--- Task directions ---
Please reproduce all of the lines below, word for word and in full.

Point localization data:
== == ==
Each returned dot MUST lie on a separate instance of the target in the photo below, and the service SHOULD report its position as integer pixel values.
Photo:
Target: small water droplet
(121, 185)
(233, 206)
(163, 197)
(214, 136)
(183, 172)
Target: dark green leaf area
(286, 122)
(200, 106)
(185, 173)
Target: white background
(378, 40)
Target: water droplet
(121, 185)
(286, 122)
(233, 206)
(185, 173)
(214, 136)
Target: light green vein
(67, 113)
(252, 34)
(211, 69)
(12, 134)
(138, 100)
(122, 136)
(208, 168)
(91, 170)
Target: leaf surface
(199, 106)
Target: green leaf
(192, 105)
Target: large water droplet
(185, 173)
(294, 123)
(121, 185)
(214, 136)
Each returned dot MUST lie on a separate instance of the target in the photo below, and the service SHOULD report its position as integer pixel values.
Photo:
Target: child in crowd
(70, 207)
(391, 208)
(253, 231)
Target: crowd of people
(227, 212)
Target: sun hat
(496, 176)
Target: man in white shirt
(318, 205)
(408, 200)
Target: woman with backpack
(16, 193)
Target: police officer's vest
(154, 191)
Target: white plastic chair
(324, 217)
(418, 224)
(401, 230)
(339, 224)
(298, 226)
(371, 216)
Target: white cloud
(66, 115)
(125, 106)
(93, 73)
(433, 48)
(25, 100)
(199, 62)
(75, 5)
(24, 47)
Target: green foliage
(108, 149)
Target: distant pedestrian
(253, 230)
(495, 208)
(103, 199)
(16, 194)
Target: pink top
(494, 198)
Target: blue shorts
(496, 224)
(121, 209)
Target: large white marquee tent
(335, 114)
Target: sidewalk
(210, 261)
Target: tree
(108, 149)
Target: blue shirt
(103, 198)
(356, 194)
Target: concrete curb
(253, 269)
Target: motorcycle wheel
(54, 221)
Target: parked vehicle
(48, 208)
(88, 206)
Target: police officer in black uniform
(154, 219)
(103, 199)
== == ==
--- Answer space ---
Each returned dot MUST lie on a separate instance of the target in the photo below, and the service SHOULD report its position as integer pixel values.
Photo:
Target: small water droplet
(121, 185)
(233, 206)
(163, 197)
(214, 136)
(183, 172)
Target: dark green leaf area
(286, 122)
(200, 106)
(185, 173)
Target: white background
(378, 40)
Target: water droplet
(121, 185)
(286, 122)
(233, 206)
(185, 173)
(214, 136)
Target: light green vein
(67, 113)
(252, 34)
(211, 69)
(12, 134)
(138, 100)
(122, 136)
(208, 168)
(91, 170)
Target: leaf surface
(199, 106)
Target: green leaf
(192, 105)
Target: large water droplet
(185, 173)
(294, 123)
(121, 185)
(214, 136)
Each returned dot MUST lie on a separate instance of the target in the photo below, and the service SHOULD report its position as integer pixel values.
Photo:
Target: child in crowd
(70, 207)
(391, 208)
(253, 231)
Target: crowd of people
(227, 212)
Target: sun hat
(496, 176)
Target: man in white shirt
(318, 205)
(408, 200)
Target: woman with backpack
(16, 193)
Target: police officer's vest
(154, 191)
Target: white plastic chair
(324, 217)
(418, 224)
(401, 230)
(339, 224)
(298, 226)
(371, 216)
Target: white cloud
(66, 115)
(125, 106)
(93, 73)
(433, 48)
(25, 100)
(199, 62)
(75, 5)
(24, 47)
Target: green foliage
(108, 149)
Target: distant pedestrian
(253, 230)
(495, 208)
(103, 199)
(16, 194)
Target: pink top
(494, 198)
Target: blue shorts
(496, 224)
(121, 209)
Target: large white marquee tent
(335, 114)
Target: sidewalk
(210, 261)
Target: tree
(108, 149)
Target: blue shirt
(103, 198)
(356, 194)
Target: concrete curb
(253, 269)
Target: motorcycle wheel
(54, 221)
Target: parked vehicle
(48, 208)
(88, 206)
Target: police officer in black uniform
(154, 219)
(103, 199)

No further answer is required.